[Stored records]
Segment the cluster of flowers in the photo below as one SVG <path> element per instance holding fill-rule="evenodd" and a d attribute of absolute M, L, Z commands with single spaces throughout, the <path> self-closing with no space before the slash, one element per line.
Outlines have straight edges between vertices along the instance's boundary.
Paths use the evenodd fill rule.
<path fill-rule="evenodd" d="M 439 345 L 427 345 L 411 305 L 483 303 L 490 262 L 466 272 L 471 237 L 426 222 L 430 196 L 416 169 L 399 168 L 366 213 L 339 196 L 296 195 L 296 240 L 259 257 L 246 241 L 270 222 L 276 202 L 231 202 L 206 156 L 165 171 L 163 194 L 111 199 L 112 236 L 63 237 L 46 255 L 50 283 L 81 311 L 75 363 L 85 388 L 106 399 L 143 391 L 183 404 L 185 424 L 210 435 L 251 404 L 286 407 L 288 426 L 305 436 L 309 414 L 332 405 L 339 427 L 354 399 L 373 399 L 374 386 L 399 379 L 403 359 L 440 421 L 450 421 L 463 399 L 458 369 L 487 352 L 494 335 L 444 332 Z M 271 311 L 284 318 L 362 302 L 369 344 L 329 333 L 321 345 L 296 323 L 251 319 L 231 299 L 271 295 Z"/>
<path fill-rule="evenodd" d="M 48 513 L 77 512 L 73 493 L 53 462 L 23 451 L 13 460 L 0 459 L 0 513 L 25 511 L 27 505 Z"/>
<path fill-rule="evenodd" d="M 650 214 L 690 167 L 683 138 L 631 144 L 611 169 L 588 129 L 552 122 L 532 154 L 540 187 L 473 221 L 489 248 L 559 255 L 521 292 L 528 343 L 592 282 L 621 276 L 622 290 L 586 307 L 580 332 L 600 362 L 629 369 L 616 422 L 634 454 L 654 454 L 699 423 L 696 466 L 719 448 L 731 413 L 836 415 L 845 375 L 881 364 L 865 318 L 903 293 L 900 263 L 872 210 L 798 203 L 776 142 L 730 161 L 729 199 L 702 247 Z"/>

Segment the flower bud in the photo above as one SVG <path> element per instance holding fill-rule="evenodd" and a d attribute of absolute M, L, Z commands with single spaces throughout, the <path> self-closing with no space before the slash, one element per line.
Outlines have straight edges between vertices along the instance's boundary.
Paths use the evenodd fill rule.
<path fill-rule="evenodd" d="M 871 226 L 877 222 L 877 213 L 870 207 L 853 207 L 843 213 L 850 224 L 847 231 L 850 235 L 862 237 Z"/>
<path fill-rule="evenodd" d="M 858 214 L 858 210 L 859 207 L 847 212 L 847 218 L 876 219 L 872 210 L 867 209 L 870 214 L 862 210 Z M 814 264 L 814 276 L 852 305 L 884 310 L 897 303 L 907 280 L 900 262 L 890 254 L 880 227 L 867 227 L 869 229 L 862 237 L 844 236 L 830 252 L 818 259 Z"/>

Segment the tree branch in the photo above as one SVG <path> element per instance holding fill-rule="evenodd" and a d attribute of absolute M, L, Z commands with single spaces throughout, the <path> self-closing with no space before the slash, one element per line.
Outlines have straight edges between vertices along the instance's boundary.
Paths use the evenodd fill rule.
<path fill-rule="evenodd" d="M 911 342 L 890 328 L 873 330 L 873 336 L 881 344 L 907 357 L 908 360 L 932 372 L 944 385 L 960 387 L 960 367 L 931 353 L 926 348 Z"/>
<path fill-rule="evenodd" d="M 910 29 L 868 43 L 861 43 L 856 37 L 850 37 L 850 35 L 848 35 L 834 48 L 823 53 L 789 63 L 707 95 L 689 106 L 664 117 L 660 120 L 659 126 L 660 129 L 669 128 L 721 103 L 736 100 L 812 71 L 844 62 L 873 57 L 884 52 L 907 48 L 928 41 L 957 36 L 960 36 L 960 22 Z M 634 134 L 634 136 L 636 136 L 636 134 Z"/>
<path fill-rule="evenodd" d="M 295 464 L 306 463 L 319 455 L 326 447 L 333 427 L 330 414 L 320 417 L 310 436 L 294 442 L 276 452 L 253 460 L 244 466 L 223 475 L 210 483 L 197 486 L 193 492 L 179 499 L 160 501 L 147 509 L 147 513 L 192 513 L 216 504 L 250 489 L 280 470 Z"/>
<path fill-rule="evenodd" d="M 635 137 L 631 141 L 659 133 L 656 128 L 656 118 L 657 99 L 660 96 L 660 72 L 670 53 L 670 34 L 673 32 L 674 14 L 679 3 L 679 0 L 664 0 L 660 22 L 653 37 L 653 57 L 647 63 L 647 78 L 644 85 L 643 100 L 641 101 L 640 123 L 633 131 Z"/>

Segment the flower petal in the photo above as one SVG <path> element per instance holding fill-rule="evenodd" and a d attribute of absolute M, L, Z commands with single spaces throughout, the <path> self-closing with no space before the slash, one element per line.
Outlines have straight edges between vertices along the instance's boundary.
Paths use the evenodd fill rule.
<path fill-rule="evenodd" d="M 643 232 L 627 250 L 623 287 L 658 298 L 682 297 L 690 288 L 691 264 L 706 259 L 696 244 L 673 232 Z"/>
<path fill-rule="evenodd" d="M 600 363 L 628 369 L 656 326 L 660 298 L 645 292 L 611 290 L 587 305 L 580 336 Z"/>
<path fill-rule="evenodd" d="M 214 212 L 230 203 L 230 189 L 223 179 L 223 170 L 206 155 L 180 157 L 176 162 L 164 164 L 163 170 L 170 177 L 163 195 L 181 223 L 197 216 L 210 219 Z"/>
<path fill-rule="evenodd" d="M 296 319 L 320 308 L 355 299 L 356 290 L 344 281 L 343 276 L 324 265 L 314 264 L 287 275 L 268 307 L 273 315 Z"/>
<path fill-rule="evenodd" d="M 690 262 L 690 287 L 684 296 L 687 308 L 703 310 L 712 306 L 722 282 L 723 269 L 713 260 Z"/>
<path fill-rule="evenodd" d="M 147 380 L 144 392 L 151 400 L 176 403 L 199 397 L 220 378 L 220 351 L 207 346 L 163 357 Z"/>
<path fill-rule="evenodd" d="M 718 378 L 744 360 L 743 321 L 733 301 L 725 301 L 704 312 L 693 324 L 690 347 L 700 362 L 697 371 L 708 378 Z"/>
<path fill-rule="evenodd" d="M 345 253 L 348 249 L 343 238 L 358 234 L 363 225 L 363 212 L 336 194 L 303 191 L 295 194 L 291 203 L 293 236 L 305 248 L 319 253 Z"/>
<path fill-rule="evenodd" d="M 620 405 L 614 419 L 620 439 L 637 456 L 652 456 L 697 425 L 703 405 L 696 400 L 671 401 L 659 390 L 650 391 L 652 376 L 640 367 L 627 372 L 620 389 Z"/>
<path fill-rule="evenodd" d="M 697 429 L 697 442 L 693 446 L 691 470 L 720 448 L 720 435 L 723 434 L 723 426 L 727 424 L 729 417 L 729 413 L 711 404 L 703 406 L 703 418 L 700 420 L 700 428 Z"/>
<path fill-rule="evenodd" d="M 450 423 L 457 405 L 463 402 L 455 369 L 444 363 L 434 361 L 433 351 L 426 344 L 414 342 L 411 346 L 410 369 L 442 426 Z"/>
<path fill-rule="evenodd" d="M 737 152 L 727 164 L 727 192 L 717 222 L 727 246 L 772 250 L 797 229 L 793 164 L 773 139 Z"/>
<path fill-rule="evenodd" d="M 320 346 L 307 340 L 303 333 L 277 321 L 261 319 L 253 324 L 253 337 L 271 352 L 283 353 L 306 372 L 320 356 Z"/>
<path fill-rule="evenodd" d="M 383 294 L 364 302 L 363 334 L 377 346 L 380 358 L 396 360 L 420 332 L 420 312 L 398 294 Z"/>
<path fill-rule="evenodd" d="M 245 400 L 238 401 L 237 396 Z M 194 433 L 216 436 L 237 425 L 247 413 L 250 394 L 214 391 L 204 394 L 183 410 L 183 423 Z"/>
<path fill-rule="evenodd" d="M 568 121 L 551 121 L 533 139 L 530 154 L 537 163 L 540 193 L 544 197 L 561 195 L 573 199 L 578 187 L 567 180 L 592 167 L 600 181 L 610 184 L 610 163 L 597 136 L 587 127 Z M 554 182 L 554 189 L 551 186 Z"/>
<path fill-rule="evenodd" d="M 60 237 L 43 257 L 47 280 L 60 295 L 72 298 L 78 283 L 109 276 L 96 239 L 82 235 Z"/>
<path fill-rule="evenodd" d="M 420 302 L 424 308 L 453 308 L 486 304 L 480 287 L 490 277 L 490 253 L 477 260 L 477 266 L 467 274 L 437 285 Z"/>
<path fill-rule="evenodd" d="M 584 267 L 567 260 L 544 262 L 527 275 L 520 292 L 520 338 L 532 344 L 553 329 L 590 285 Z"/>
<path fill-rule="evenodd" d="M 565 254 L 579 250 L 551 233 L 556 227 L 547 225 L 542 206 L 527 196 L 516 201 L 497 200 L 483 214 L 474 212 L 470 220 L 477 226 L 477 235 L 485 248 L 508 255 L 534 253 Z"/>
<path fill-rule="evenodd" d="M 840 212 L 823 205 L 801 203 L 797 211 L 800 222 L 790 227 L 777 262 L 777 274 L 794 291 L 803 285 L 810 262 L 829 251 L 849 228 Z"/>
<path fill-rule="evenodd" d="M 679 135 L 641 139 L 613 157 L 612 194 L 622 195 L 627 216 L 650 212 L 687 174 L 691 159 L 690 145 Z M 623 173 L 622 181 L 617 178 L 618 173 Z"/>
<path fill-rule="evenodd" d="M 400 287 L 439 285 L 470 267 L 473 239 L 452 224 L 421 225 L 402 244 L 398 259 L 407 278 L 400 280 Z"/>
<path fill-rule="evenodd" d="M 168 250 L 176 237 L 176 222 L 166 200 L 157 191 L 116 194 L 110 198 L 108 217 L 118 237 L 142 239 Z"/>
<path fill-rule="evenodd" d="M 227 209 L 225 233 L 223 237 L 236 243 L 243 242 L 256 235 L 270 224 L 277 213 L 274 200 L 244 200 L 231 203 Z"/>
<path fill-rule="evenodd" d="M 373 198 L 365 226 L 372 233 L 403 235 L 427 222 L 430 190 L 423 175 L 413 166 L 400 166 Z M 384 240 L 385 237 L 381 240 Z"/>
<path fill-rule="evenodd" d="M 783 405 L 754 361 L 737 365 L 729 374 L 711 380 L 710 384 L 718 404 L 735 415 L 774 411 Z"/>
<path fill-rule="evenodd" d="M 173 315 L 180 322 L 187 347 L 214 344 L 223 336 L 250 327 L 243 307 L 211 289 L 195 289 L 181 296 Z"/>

PROMPT - Copy range, inclusive: the line holding "Segment the tree" to the line holding "Segment the flower petal". Reproduce exactly those lines of the records above and no others.

ANSWER BELOW -
Segment the tree branch in the photo above as one SVG <path> element per instance holding fill-rule="evenodd" and a d attribute of absolute M, L, Z commands with single spaces throughout, the <path> self-closing with no space before the slash, one element per line.
Outlines have straight edges between vertices along the instance's boundary.
Paths use the evenodd fill rule.
<path fill-rule="evenodd" d="M 911 342 L 890 328 L 873 330 L 873 336 L 881 344 L 907 357 L 908 360 L 932 372 L 944 385 L 960 387 L 960 367 L 931 353 L 926 348 Z"/>
<path fill-rule="evenodd" d="M 910 29 L 868 43 L 861 43 L 856 37 L 850 37 L 850 35 L 848 35 L 834 48 L 823 53 L 789 63 L 707 95 L 689 106 L 664 117 L 660 120 L 659 126 L 660 129 L 669 128 L 721 103 L 736 100 L 812 71 L 844 62 L 873 57 L 884 52 L 907 48 L 928 41 L 957 36 L 960 36 L 960 22 Z M 634 134 L 634 136 L 636 136 L 636 134 Z"/>
<path fill-rule="evenodd" d="M 295 464 L 306 463 L 319 455 L 326 447 L 333 427 L 330 414 L 320 417 L 310 436 L 294 442 L 276 452 L 253 460 L 244 466 L 223 475 L 210 483 L 197 486 L 193 492 L 179 499 L 160 501 L 147 509 L 147 513 L 192 513 L 216 504 L 250 489 L 280 470 Z"/>
<path fill-rule="evenodd" d="M 635 137 L 631 141 L 659 133 L 656 128 L 656 118 L 657 99 L 660 96 L 660 72 L 670 53 L 670 34 L 673 32 L 674 14 L 679 3 L 679 0 L 664 0 L 660 22 L 653 37 L 653 57 L 647 63 L 647 78 L 644 85 L 643 100 L 641 101 L 640 123 L 633 131 Z"/>

Segment the flower petal in the photo above as one SVG <path> element per instance holding fill-rule="evenodd" and a d attribute of absolute M, L, Z commands with single spaces throughout, the <path> self-closing with no space before the slash, one element per line.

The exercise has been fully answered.